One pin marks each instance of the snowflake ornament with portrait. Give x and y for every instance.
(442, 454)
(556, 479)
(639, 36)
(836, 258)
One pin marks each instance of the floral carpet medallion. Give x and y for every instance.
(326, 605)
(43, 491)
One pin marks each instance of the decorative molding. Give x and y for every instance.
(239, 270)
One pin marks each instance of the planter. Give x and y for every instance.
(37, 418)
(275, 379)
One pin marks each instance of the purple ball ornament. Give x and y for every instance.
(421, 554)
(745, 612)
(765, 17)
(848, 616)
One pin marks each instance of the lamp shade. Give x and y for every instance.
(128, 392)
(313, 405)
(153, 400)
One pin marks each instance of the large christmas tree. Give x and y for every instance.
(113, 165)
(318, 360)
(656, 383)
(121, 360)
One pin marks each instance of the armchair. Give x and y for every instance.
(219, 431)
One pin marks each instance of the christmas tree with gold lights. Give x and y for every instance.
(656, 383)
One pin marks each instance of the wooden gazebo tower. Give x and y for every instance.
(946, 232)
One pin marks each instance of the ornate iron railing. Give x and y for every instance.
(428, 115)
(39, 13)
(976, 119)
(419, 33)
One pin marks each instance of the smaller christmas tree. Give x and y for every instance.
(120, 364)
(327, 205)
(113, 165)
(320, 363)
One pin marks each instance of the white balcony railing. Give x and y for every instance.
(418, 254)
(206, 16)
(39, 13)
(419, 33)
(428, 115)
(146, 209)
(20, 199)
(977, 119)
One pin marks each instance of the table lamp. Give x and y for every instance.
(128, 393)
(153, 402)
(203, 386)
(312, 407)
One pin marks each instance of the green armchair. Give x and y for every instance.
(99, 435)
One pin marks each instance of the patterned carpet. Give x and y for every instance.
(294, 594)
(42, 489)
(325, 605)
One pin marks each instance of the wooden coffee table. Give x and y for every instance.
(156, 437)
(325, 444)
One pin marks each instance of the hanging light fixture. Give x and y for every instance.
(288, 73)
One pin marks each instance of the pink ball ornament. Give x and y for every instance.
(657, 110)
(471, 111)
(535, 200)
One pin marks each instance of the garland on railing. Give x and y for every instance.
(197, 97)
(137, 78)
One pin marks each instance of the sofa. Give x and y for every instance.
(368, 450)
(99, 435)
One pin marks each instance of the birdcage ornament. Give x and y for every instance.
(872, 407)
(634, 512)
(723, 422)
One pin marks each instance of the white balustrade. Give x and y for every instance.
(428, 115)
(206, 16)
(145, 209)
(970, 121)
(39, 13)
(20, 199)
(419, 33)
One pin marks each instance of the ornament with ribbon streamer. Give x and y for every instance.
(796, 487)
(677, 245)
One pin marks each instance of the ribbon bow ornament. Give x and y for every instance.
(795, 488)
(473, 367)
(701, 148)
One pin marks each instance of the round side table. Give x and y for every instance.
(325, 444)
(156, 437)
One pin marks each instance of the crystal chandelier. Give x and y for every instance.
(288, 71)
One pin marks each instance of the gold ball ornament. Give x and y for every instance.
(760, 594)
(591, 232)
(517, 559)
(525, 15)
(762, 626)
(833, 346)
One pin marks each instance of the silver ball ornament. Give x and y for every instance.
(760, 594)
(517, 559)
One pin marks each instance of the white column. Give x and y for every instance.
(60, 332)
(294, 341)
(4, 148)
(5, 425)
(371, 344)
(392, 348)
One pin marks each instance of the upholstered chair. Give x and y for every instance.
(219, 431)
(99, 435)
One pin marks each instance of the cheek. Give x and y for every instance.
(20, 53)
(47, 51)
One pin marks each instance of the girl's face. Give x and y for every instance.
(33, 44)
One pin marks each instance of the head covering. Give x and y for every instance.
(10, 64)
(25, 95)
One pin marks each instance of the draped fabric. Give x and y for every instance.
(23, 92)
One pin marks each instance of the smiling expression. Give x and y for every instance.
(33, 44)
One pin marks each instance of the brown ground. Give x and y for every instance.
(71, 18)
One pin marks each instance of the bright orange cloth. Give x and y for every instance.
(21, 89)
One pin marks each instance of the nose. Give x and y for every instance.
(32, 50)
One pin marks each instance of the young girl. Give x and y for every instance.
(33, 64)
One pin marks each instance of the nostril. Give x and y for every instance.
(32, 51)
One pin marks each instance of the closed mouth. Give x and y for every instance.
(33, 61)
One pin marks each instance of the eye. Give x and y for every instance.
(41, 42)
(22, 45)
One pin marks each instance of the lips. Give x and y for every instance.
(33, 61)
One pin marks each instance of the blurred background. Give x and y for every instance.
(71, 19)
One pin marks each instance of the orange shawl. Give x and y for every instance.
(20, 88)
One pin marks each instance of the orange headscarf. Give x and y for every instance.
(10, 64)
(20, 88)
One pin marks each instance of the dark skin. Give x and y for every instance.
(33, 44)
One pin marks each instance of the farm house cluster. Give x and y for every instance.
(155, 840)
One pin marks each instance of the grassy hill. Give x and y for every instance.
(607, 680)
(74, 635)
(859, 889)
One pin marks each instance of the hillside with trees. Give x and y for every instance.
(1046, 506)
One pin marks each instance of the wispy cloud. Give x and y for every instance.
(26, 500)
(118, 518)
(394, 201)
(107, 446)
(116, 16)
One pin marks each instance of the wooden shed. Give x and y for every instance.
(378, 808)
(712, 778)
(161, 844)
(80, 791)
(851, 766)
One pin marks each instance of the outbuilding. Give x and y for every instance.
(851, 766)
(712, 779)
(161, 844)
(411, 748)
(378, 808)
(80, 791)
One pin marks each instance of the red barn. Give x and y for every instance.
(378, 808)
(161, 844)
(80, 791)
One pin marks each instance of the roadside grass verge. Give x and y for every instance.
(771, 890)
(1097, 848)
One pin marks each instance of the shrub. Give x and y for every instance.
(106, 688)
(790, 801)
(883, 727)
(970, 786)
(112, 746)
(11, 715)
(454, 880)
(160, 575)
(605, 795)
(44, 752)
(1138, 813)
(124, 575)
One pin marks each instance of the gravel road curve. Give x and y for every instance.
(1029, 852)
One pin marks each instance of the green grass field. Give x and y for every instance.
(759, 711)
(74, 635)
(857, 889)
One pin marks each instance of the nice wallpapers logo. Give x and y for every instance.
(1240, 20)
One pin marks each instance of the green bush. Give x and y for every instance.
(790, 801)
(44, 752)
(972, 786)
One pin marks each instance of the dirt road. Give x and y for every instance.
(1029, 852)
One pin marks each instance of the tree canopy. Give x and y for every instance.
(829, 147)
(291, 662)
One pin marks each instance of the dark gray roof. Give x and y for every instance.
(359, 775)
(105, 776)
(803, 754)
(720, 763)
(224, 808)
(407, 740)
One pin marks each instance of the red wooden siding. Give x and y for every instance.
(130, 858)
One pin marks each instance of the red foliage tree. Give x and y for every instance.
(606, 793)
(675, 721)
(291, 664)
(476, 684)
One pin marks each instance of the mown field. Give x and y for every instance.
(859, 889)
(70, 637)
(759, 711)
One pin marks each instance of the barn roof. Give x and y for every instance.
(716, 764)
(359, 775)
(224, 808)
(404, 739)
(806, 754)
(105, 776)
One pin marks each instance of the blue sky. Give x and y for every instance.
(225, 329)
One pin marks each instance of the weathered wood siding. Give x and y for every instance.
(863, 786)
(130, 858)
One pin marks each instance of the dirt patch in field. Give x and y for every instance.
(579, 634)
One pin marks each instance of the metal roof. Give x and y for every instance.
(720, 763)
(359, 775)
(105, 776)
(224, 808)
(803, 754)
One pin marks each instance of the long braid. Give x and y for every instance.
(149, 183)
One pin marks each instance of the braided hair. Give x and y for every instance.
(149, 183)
_ _ _ _
• WORK TO BE COMPLETED: Set down all of the entries exactly, please.

• TASK RESPONSE:
One pin marks each instance of the snowflake ornament with portrait. Give x and y for every instance.
(442, 454)
(556, 479)
(639, 36)
(836, 258)
One pin marks each instance of the floral carpet medallion. Give x and y for every instance.
(326, 605)
(43, 491)
One pin marks each instance of the decorative molding. Give x and y for every instance.
(239, 270)
One pin marks each instance of the planter. Give x and y for every instance.
(37, 418)
(275, 379)
One pin marks each instance of the purple ball ornament. Give x and y for every instance.
(421, 554)
(745, 612)
(765, 17)
(848, 616)
One pin marks each instance of the lamp shade. Give x and y for every instance.
(128, 392)
(313, 405)
(153, 400)
One pin marks each instance of the large christmas tree. Give x and y for every instance.
(113, 165)
(318, 360)
(656, 383)
(121, 360)
One pin marks each instance of the armchair. Give x and y for every instance.
(219, 431)
One pin marks each instance of the christmas tree with gold lights. Give x and y for every instance.
(656, 383)
One pin marks each instance of the wooden gazebo tower. Give x and y for every instance.
(946, 232)
One pin marks each instance of the ornate iron railing. Give x and y for every instance.
(428, 115)
(39, 13)
(976, 119)
(419, 33)
One pin marks each instance of the smaller christmas tree. Give x and y for every instance.
(120, 364)
(327, 205)
(113, 165)
(320, 363)
One pin marks each instance of the white balcony railing. Give x and y for every instance.
(418, 254)
(206, 16)
(39, 13)
(419, 33)
(428, 115)
(146, 209)
(20, 199)
(977, 119)
One pin marks each instance of the table lamp. Give x and y for every instance.
(128, 393)
(153, 402)
(203, 386)
(312, 407)
One pin marks each instance of the green armchair. Give x and y for every instance.
(99, 435)
One pin marks each instance of the patterned carpet. Give x and y for every instance.
(294, 594)
(42, 489)
(325, 605)
One pin marks each instance of the wooden coffee table. Give x and y for every instance.
(156, 437)
(325, 444)
One pin marks each instance of the hanging light fixture. Give x and y for every instance.
(288, 73)
One pin marks each instance of the pink ball ornament. Give x and y for every instance.
(657, 110)
(471, 111)
(535, 200)
One pin marks each instance of the garland on railing. Give x and y for every instance.
(197, 97)
(137, 78)
One pin marks each instance of the sofa. Give x and y for every instance.
(368, 450)
(99, 435)
One pin marks each instance of the birdcage ornament. Give x and y for every instance.
(872, 407)
(634, 512)
(723, 422)
One pin marks each instance of the white balustrade. Give x and y for every instance.
(428, 115)
(206, 16)
(145, 209)
(970, 121)
(39, 13)
(20, 199)
(419, 33)
One pin marks each instance of the ornament with ribbon streamer. Give x and y for every instance.
(796, 487)
(677, 245)
One pin marks each instance of the ribbon bow ornament. Give x and y for every instance.
(795, 488)
(473, 367)
(701, 148)
One pin marks each instance of the round side table. Give x and y for every instance.
(325, 444)
(156, 437)
One pin marks each instance of the crystal chandelier. Give x and y for every instance.
(288, 71)
One pin marks each instance of the gold ball ornament. Give x and y for every instance.
(760, 594)
(591, 232)
(517, 559)
(525, 15)
(762, 626)
(833, 346)
One pin marks each instance of the silver ball ornament. Give x and y for every instance.
(760, 594)
(517, 559)
One pin marks each instance of the white column. Give x and y for every instance.
(60, 332)
(294, 341)
(4, 148)
(5, 425)
(371, 344)
(392, 348)
One pin marks each instance of the upholstered chair. Give x and y for every instance.
(219, 431)
(99, 435)
One pin marks each instance of the cheek. Give x and y for every instance.
(20, 53)
(47, 51)
One pin marks each instance of the girl's face. Give x and y for every instance.
(33, 44)
One pin marks each instance of the head covering. Give x and y for every instance.
(10, 64)
(25, 95)
One pin marks each instance of the draped fabric. Give x and y for every instance.
(23, 92)
One pin marks each instance of the smiling expression. Give x and y for every instance.
(33, 44)
One pin marks each instance of the brown ground. Give x and y for every instance.
(71, 18)
One pin marks each instance of the bright orange cloth. Give x and y for every instance.
(21, 89)
One pin marks each instance of the nose. Give x and y for every instance.
(32, 50)
One pin marks each instance of the young girl. Give x and y for every instance.
(33, 64)
One pin marks each instance of the nostril. Give x and y for every instance.
(32, 51)
One pin marks each instance of the closed mouth. Give x and y for every instance.
(33, 61)
One pin marks each instance of the eye. Give x and y for every instance.
(41, 42)
(22, 45)
One pin marks each instance of the lips. Give x and y for every instance.
(33, 61)
One pin marks each instance of the blurred background. Give x and y for every instance.
(71, 19)
One pin marks each instance of the orange shawl. Give x and y for every instance.
(20, 88)
One pin marks each instance of the orange headscarf. Give x and y for every instance.
(10, 64)
(20, 88)
One pin marks each instance of the dark skin. Give x and y for every instance.
(33, 44)
One pin marks each instance of the farm house cluster. Give x and y for every instance.
(155, 840)
One pin marks each instance of the grassy hill. Give x and y for every instance.
(607, 680)
(74, 635)
(859, 889)
One pin marks each instance of the hillside with trees. Give x and y for every instance.
(1046, 506)
One pin marks each instance of the wispy cloud. Give x and y for every instance.
(26, 500)
(118, 518)
(394, 201)
(107, 446)
(116, 16)
One pin marks each instance of the wooden shed. Give x and y for every instance.
(378, 808)
(712, 778)
(161, 844)
(80, 791)
(851, 766)
One pin marks each instance of the outbuilding. Give x and y for every instance.
(851, 766)
(712, 779)
(161, 844)
(411, 748)
(378, 808)
(80, 791)
One pin marks each instance of the red barn. Give x and y for every instance.
(378, 808)
(161, 844)
(80, 791)
One pin marks each instance of the roadside grass verge. Give x and y for every instance.
(771, 890)
(1097, 848)
One pin marks each instance of the shrub. Give x and y for every instance.
(106, 688)
(790, 801)
(883, 727)
(970, 786)
(112, 746)
(11, 715)
(454, 880)
(160, 575)
(605, 795)
(44, 752)
(1138, 813)
(124, 575)
One pin marks each instance of the gravel road curve. Give x and y for every instance.
(1029, 852)
One pin marks each instance of the green grass field. Give x and y for every instance.
(759, 711)
(74, 635)
(857, 889)
One pin marks each instance of the nice wallpapers logo. Give x and y for every instance.
(1240, 20)
One pin marks each instance of the green bush. Give x and y for every instance.
(790, 801)
(44, 752)
(972, 786)
One pin marks each instance of the dirt road. Give x and y for every instance.
(1029, 852)
One pin marks each instance of the tree canopy. Give x and y for every instance.
(829, 147)
(291, 662)
One pin marks each instance of the dark gray roof. Give x and y for every instance.
(359, 775)
(105, 776)
(803, 754)
(720, 763)
(224, 808)
(407, 740)
One pin marks each instance of the red wooden siding. Give x and y for every instance.
(130, 858)
One pin marks each instance of the red foliage tree. Give x and y for every instance.
(606, 793)
(675, 721)
(291, 664)
(476, 684)
One pin marks each instance of the mown field. Give x and y for every instance.
(859, 889)
(70, 637)
(759, 711)
One pin marks each instance of the barn roof. Give x and y for every instance.
(716, 764)
(359, 775)
(224, 808)
(404, 739)
(806, 754)
(105, 776)
One pin marks each instance of the blue sky. Give x and y for every instance.
(225, 329)
One pin marks each instance of the weathered wood siding. Give x and y for every instance.
(863, 786)
(130, 858)
One pin marks each instance of the dirt patch in field. Give x and y for every instance.
(579, 634)
One pin marks each instance of the metal roof. Give x and y for every instance.
(720, 763)
(359, 775)
(105, 776)
(224, 808)
(803, 754)
One pin marks each instance of the long braid. Give x and y for every instance.
(149, 183)
One pin marks each instance of the braided hair. Give x and y for every instance.
(149, 183)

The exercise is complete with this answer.